> _Stated problem_:
Can you set out the items as a numbered list, from the very first line down to and including the line that contains "M 111 92 L 124"? Skip blank lines and leave the pictures out.
--------
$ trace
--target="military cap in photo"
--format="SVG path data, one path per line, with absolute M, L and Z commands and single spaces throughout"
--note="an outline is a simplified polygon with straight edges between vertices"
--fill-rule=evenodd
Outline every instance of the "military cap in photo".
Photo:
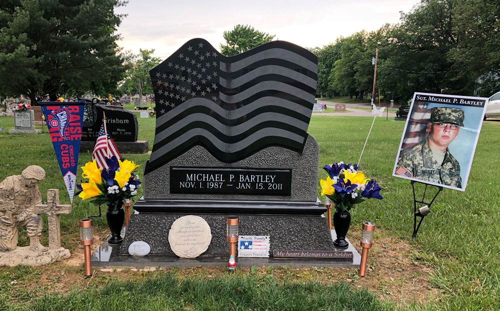
M 21 176 L 26 179 L 43 180 L 45 179 L 45 170 L 38 165 L 30 165 L 22 171 Z
M 434 107 L 430 109 L 430 119 L 433 123 L 450 123 L 464 126 L 464 109 L 460 108 Z

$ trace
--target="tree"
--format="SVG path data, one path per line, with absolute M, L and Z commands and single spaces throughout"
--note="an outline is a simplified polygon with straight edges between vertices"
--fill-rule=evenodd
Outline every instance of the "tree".
M 226 44 L 220 44 L 220 52 L 232 56 L 252 49 L 272 40 L 274 35 L 262 32 L 248 25 L 238 24 L 232 30 L 224 31 Z
M 140 55 L 130 64 L 127 71 L 127 78 L 124 83 L 124 88 L 128 93 L 136 91 L 139 94 L 139 100 L 142 101 L 142 95 L 153 92 L 150 76 L 150 70 L 160 63 L 161 59 L 152 57 L 154 49 L 139 49 Z
M 111 92 L 124 58 L 115 33 L 120 0 L 8 0 L 0 7 L 0 93 L 55 99 L 62 83 L 81 94 Z

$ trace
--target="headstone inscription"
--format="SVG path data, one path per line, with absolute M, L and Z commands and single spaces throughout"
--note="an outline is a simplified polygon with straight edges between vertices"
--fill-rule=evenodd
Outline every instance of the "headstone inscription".
M 240 235 L 269 237 L 270 255 L 275 250 L 341 251 L 322 217 L 319 147 L 307 133 L 317 62 L 312 53 L 284 41 L 226 57 L 194 39 L 152 69 L 154 144 L 144 167 L 144 195 L 134 206 L 138 213 L 131 216 L 120 253 L 144 241 L 151 255 L 175 264 L 172 243 L 158 237 L 170 240 L 170 227 L 188 215 L 202 218 L 212 235 L 192 264 L 227 261 L 229 215 L 238 216 Z M 332 262 L 272 256 L 238 260 L 244 265 Z
M 114 141 L 120 153 L 148 152 L 148 141 L 137 140 L 138 124 L 135 113 L 124 110 L 121 107 L 92 103 L 84 106 L 80 150 L 94 150 L 104 114 L 108 135 Z
M 34 112 L 28 109 L 24 111 L 14 110 L 14 128 L 8 130 L 10 134 L 39 134 L 34 128 Z

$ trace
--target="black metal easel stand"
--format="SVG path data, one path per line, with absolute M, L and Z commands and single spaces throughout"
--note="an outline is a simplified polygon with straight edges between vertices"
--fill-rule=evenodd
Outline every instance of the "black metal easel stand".
M 418 183 L 419 184 L 422 184 L 426 185 L 425 188 L 424 190 L 424 195 L 422 196 L 422 199 L 421 200 L 418 200 L 416 199 L 416 195 L 415 194 L 415 183 Z M 438 192 L 436 192 L 436 194 L 434 195 L 434 197 L 432 199 L 430 200 L 430 202 L 426 202 L 425 201 L 426 198 L 426 193 L 427 192 L 427 187 L 430 186 L 431 187 L 436 187 L 438 188 Z M 414 222 L 413 222 L 413 234 L 412 236 L 412 238 L 415 238 L 416 237 L 416 233 L 418 232 L 418 229 L 420 228 L 420 225 L 422 224 L 422 221 L 424 221 L 424 218 L 426 217 L 426 215 L 428 213 L 426 213 L 422 214 L 420 213 L 419 210 L 417 211 L 416 204 L 419 203 L 420 204 L 422 204 L 422 207 L 423 206 L 427 206 L 427 207 L 429 209 L 430 208 L 430 205 L 436 200 L 436 197 L 438 195 L 440 194 L 440 192 L 442 190 L 442 187 L 441 186 L 435 186 L 434 185 L 430 185 L 428 184 L 426 184 L 425 183 L 420 182 L 420 181 L 416 181 L 414 180 L 412 181 L 412 188 L 413 189 L 413 207 L 414 207 Z M 420 221 L 418 222 L 418 225 L 416 224 L 416 218 L 420 217 Z

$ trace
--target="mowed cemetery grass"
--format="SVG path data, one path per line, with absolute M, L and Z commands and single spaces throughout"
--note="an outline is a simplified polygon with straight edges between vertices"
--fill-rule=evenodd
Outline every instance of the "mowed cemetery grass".
M 372 120 L 360 117 L 312 117 L 309 132 L 320 146 L 320 177 L 326 177 L 320 168 L 326 164 L 358 161 Z M 150 149 L 154 119 L 139 118 L 138 122 L 139 139 L 148 140 Z M 60 202 L 68 204 L 46 128 L 44 134 L 38 135 L 10 135 L 7 130 L 13 127 L 13 123 L 12 117 L 0 117 L 0 127 L 5 129 L 0 131 L 0 180 L 20 174 L 29 165 L 40 165 L 47 172 L 46 179 L 40 185 L 42 197 L 46 198 L 47 189 L 58 188 Z M 262 268 L 238 268 L 234 274 L 213 278 L 208 277 L 206 273 L 202 277 L 196 275 L 196 270 L 174 268 L 120 280 L 116 280 L 114 273 L 103 272 L 89 281 L 88 289 L 80 287 L 72 291 L 70 286 L 58 291 L 40 280 L 40 276 L 46 273 L 44 269 L 50 268 L 16 267 L 0 268 L 0 310 L 498 310 L 500 122 L 488 121 L 483 125 L 466 191 L 445 189 L 414 239 L 411 238 L 413 207 L 410 181 L 392 176 L 404 127 L 403 122 L 388 121 L 385 118 L 376 121 L 360 169 L 377 180 L 385 198 L 368 200 L 352 211 L 348 236 L 358 244 L 361 222 L 370 220 L 377 226 L 374 243 L 378 233 L 379 239 L 389 237 L 409 244 L 414 251 L 402 256 L 432 268 L 426 278 L 430 287 L 438 293 L 437 297 L 411 303 L 392 301 L 388 295 L 380 301 L 380 287 L 360 289 L 336 281 L 318 283 L 311 276 L 324 271 L 320 272 L 314 268 L 298 270 L 306 273 L 308 278 L 294 270 L 294 274 L 282 278 L 266 275 L 265 270 L 263 274 L 254 273 L 262 271 Z M 140 164 L 149 157 L 124 155 Z M 79 166 L 90 158 L 89 152 L 80 154 Z M 81 170 L 78 174 L 80 176 Z M 80 249 L 78 221 L 97 213 L 96 207 L 76 198 L 72 213 L 61 218 L 63 246 L 72 253 Z M 94 219 L 94 224 L 96 232 L 106 232 L 104 217 Z M 46 224 L 43 234 L 46 244 Z M 24 230 L 20 243 L 23 246 L 28 243 Z M 384 252 L 376 254 L 384 256 Z M 79 256 L 82 262 L 81 252 Z M 371 267 L 375 270 L 378 268 Z M 81 265 L 65 269 L 64 276 L 78 278 L 83 276 Z M 352 270 L 347 273 L 354 278 L 357 271 Z M 210 270 L 204 270 L 207 271 Z M 335 270 L 331 271 L 336 273 Z M 374 273 L 369 270 L 365 279 L 370 278 L 370 273 Z M 189 277 L 178 277 L 186 275 Z M 60 277 L 66 277 L 64 276 Z M 404 295 L 402 293 L 403 297 Z

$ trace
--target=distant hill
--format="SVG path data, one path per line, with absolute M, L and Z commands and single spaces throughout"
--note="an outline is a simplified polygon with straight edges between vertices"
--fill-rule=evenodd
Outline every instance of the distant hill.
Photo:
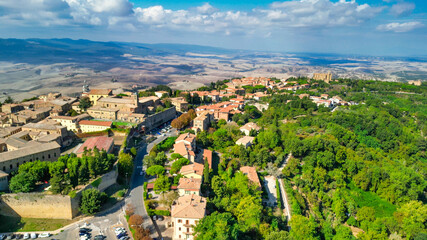
M 48 64 L 126 60 L 123 54 L 138 56 L 232 54 L 239 51 L 185 44 L 142 44 L 97 42 L 72 39 L 0 39 L 0 61 Z

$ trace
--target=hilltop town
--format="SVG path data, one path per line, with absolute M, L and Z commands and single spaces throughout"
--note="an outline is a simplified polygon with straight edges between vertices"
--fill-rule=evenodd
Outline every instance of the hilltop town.
M 424 215 L 407 228 L 405 209 L 425 211 L 426 91 L 315 73 L 9 97 L 1 236 L 413 239 L 425 232 Z M 401 168 L 406 187 L 394 192 Z

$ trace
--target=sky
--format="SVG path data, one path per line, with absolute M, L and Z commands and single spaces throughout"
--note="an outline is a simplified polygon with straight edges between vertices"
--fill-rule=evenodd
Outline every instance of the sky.
M 0 0 L 0 38 L 427 56 L 427 1 Z

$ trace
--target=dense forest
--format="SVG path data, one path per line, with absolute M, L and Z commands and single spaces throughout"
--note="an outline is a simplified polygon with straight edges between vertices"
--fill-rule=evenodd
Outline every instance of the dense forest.
M 301 93 L 356 104 L 332 112 Z M 425 83 L 340 79 L 263 101 L 264 112 L 247 106 L 234 123 L 197 135 L 220 158 L 204 186 L 211 214 L 196 226 L 197 239 L 427 239 Z M 262 129 L 251 133 L 253 146 L 237 146 L 248 121 Z M 290 221 L 280 206 L 264 206 L 263 192 L 238 171 L 255 166 L 262 180 L 289 154 L 280 175 Z

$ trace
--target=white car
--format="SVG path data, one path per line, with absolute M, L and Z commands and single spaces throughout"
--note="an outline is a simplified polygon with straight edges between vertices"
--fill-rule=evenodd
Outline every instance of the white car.
M 50 233 L 42 233 L 42 234 L 39 235 L 39 238 L 47 238 L 47 237 L 50 237 L 50 236 L 51 236 Z

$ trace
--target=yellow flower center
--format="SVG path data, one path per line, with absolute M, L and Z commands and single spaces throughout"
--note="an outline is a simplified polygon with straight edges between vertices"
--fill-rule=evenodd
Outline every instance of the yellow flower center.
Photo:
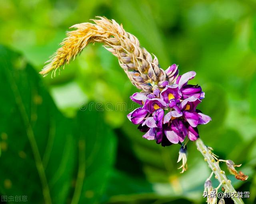
M 186 106 L 186 108 L 185 109 L 185 110 L 189 110 L 190 109 L 190 105 L 189 104 L 187 104 L 187 106 Z
M 155 110 L 157 110 L 157 109 L 160 108 L 160 107 L 157 104 L 155 104 L 154 105 L 154 108 Z
M 172 99 L 173 98 L 174 98 L 174 96 L 172 94 L 168 94 L 168 100 L 169 100 L 171 99 Z

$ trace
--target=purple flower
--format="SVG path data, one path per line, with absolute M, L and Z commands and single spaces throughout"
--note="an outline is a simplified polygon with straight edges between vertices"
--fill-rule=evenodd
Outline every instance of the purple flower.
M 176 65 L 165 71 L 168 80 L 153 86 L 149 94 L 135 93 L 130 97 L 142 106 L 127 117 L 145 134 L 143 137 L 155 140 L 163 146 L 181 143 L 186 136 L 192 141 L 199 137 L 197 126 L 206 124 L 211 118 L 196 109 L 204 98 L 200 86 L 188 84 L 196 76 L 194 71 L 178 76 Z

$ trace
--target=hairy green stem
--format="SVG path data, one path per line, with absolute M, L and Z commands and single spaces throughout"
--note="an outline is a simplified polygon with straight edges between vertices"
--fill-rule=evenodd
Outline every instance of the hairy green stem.
M 217 178 L 220 183 L 222 185 L 226 192 L 235 193 L 236 194 L 236 191 L 231 184 L 231 182 L 228 180 L 225 175 L 225 173 L 222 171 L 219 165 L 219 162 L 216 161 L 212 156 L 212 152 L 204 144 L 203 141 L 198 138 L 196 141 L 196 145 L 197 149 L 203 155 L 204 160 L 207 161 L 209 167 L 215 175 L 215 178 Z M 244 204 L 244 202 L 241 198 L 236 197 L 231 198 L 235 204 Z

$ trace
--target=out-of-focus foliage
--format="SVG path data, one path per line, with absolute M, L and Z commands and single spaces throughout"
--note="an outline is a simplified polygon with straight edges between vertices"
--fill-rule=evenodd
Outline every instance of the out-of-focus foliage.
M 100 45 L 53 79 L 37 74 L 69 27 L 104 16 L 137 37 L 164 69 L 175 63 L 181 73 L 196 71 L 194 83 L 206 92 L 200 109 L 212 119 L 200 137 L 222 159 L 243 164 L 246 182 L 227 174 L 238 191 L 250 191 L 245 202 L 254 203 L 256 9 L 252 0 L 0 0 L 0 43 L 9 47 L 0 49 L 1 195 L 44 202 L 42 171 L 53 203 L 204 202 L 210 172 L 194 144 L 180 175 L 178 145 L 142 138 L 126 118 L 136 89 Z M 92 102 L 103 111 L 90 111 Z

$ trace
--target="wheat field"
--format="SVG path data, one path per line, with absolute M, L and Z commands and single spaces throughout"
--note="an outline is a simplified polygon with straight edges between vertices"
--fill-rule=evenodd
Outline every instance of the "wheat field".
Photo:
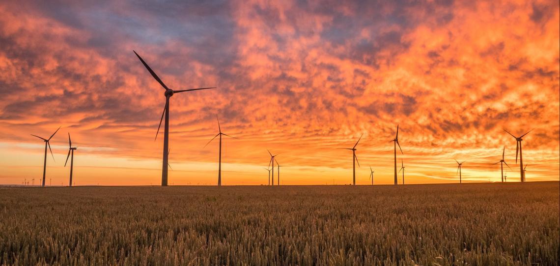
M 1 265 L 558 265 L 559 182 L 0 188 Z

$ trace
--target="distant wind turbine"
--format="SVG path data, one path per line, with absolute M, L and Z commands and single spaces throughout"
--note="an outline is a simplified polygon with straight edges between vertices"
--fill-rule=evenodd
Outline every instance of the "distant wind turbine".
M 268 168 L 263 168 L 264 170 L 268 171 L 268 186 L 270 185 L 270 169 Z
M 396 125 L 396 135 L 395 135 L 395 139 L 391 140 L 394 142 L 395 145 L 395 184 L 397 184 L 398 182 L 396 179 L 396 145 L 399 145 L 399 149 L 400 150 L 400 154 L 403 154 L 403 149 L 400 148 L 400 144 L 399 144 L 399 125 Z
M 371 169 L 371 165 L 370 165 L 370 179 L 371 179 L 371 186 L 374 186 L 374 169 Z
M 161 81 L 156 73 L 150 68 L 150 66 L 142 59 L 138 54 L 136 53 L 136 51 L 133 51 L 134 52 L 134 54 L 138 56 L 138 59 L 144 65 L 150 73 L 152 74 L 152 77 L 157 80 L 157 82 L 161 85 L 165 89 L 165 92 L 164 93 L 164 96 L 165 96 L 165 106 L 164 107 L 164 112 L 161 114 L 161 118 L 160 119 L 160 125 L 157 126 L 157 132 L 156 132 L 156 139 L 157 138 L 157 134 L 160 132 L 160 127 L 161 127 L 161 122 L 164 120 L 164 115 L 165 115 L 165 125 L 164 126 L 164 162 L 163 164 L 161 167 L 161 186 L 162 187 L 166 187 L 167 186 L 167 166 L 169 165 L 169 156 L 168 154 L 169 152 L 169 98 L 173 96 L 174 93 L 178 93 L 179 92 L 190 92 L 192 91 L 198 91 L 199 89 L 213 89 L 216 88 L 215 87 L 208 87 L 208 88 L 197 88 L 195 89 L 181 89 L 179 91 L 175 91 L 170 89 L 164 83 L 164 82 Z
M 510 133 L 510 132 L 508 131 L 507 130 L 503 130 L 504 131 L 507 132 L 508 134 L 511 135 L 511 136 L 515 138 L 515 142 L 517 144 L 517 148 L 515 149 L 515 163 L 517 163 L 517 153 L 519 153 L 519 170 L 520 170 L 519 172 L 520 174 L 521 174 L 521 181 L 522 182 L 525 182 L 525 173 L 523 172 L 523 153 L 522 150 L 521 150 L 521 141 L 523 140 L 523 139 L 521 138 L 525 136 L 525 135 L 528 134 L 529 132 L 532 131 L 533 130 L 531 129 L 531 130 L 527 131 L 527 133 L 525 133 L 519 137 L 516 137 L 515 136 L 514 136 L 511 133 Z
M 64 163 L 64 167 L 66 167 L 66 164 L 68 162 L 68 157 L 70 157 L 70 154 L 72 154 L 72 158 L 70 159 L 70 183 L 69 186 L 72 187 L 72 170 L 74 169 L 74 150 L 78 149 L 78 147 L 72 147 L 72 140 L 70 139 L 70 133 L 68 133 L 68 155 L 66 156 L 66 162 Z
M 362 139 L 362 137 L 363 136 L 362 134 L 361 136 L 360 136 L 360 139 L 358 139 L 358 141 L 356 142 L 356 144 L 354 144 L 354 146 L 352 148 L 338 148 L 339 150 L 350 150 L 352 151 L 352 181 L 353 182 L 354 186 L 356 186 L 356 164 L 358 163 L 358 167 L 360 167 L 360 162 L 358 162 L 358 158 L 356 156 L 356 146 L 358 146 L 358 143 L 360 142 L 360 140 Z
M 399 173 L 400 173 L 400 170 L 403 170 L 403 184 L 404 184 L 404 163 L 403 162 L 403 159 L 400 159 L 400 163 L 402 165 L 402 167 L 399 170 Z
M 276 160 L 276 159 L 274 159 L 274 157 L 276 157 L 276 156 L 277 156 L 278 154 L 274 154 L 274 155 L 273 155 L 272 154 L 270 153 L 270 151 L 269 151 L 268 150 L 267 150 L 267 151 L 268 151 L 268 154 L 270 155 L 270 161 L 268 162 L 268 167 L 270 167 L 270 164 L 272 163 L 272 168 L 271 168 L 271 169 L 272 170 L 272 186 L 274 187 L 274 161 Z
M 50 149 L 50 143 L 49 143 L 49 141 L 51 139 L 53 138 L 53 136 L 54 136 L 54 134 L 57 134 L 57 132 L 58 132 L 58 130 L 59 129 L 60 129 L 60 127 L 58 127 L 58 129 L 57 129 L 56 131 L 54 131 L 54 133 L 53 133 L 53 135 L 51 135 L 50 137 L 49 137 L 48 139 L 43 139 L 43 138 L 42 138 L 42 137 L 40 137 L 39 136 L 37 136 L 36 135 L 31 134 L 31 136 L 34 136 L 37 137 L 38 137 L 39 139 L 41 139 L 41 140 L 43 140 L 43 141 L 45 141 L 45 160 L 44 160 L 44 163 L 43 164 L 43 187 L 45 186 L 45 175 L 46 173 L 46 147 L 47 146 L 49 147 L 49 150 L 50 151 L 50 155 L 53 156 L 53 160 L 54 161 L 54 155 L 53 155 L 53 150 Z M 35 179 L 34 179 L 34 182 L 35 182 Z
M 504 157 L 505 156 L 505 155 L 506 155 L 506 146 L 503 146 L 503 150 L 502 151 L 502 159 L 500 160 L 500 162 L 498 162 L 497 163 L 493 163 L 493 164 L 492 164 L 492 165 L 493 165 L 494 164 L 500 164 L 500 167 L 502 169 L 502 183 L 503 182 L 503 178 L 505 177 L 504 175 L 503 175 L 503 164 L 506 164 L 506 165 L 507 166 L 508 168 L 511 169 L 511 168 L 510 167 L 510 165 L 507 165 L 507 163 L 506 163 L 506 160 L 504 159 Z
M 206 146 L 209 144 L 212 140 L 214 140 L 214 139 L 216 138 L 216 137 L 220 136 L 220 152 L 219 156 L 218 157 L 218 186 L 220 187 L 222 186 L 222 136 L 227 136 L 230 137 L 233 137 L 234 139 L 237 139 L 237 137 L 232 137 L 229 135 L 222 133 L 222 128 L 220 126 L 220 119 L 218 118 L 218 115 L 216 115 L 216 119 L 218 120 L 218 133 L 216 134 L 216 136 L 214 136 L 214 137 L 210 140 L 210 141 L 204 145 L 204 147 L 206 147 Z
M 466 161 L 463 161 L 459 163 L 459 162 L 457 161 L 456 159 L 454 159 L 454 160 L 455 160 L 455 162 L 457 162 L 457 164 L 459 165 L 459 166 L 457 167 L 457 173 L 459 174 L 459 183 L 461 184 L 463 183 L 463 177 L 462 174 L 461 174 L 461 168 L 463 168 L 463 163 Z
--------
> _Reply to the exercise_:
1. $ trace
2. --target="military cap in photo"
3. --format="SVG path data, one path per line, with absolute M, L and Z commands and single spaces throughout"
4. --note="an outline is a simplified polygon with straight edges between vertices"
5. --fill-rule=evenodd
6. Outline every instance of the "military cap in photo".
7. Photo:
8. M 21 176 L 26 179 L 43 180 L 45 179 L 45 170 L 38 165 L 30 165 L 22 171 Z
9. M 434 107 L 430 109 L 430 119 L 433 123 L 450 123 L 464 126 L 464 109 L 460 108 Z
10. $ trace
11. --target="tree"
12. --format="SVG path data, one path per line, with absolute M, L and Z commands and single spaces throughout"
13. --note="an outline is a simplified polygon with straight edges between vertices"
14. --fill-rule=evenodd
15. Outline every instance of the "tree".
16. M 226 44 L 220 44 L 220 52 L 232 56 L 252 49 L 272 40 L 274 35 L 262 32 L 248 25 L 238 24 L 232 30 L 224 31 Z
17. M 140 55 L 130 64 L 127 71 L 127 78 L 124 83 L 124 88 L 128 93 L 136 91 L 139 94 L 139 100 L 142 101 L 142 95 L 153 92 L 150 76 L 150 70 L 160 63 L 161 59 L 152 57 L 154 49 L 139 49 Z
18. M 111 92 L 124 58 L 115 33 L 120 0 L 8 0 L 0 7 L 0 93 L 55 99 L 62 83 L 81 94 Z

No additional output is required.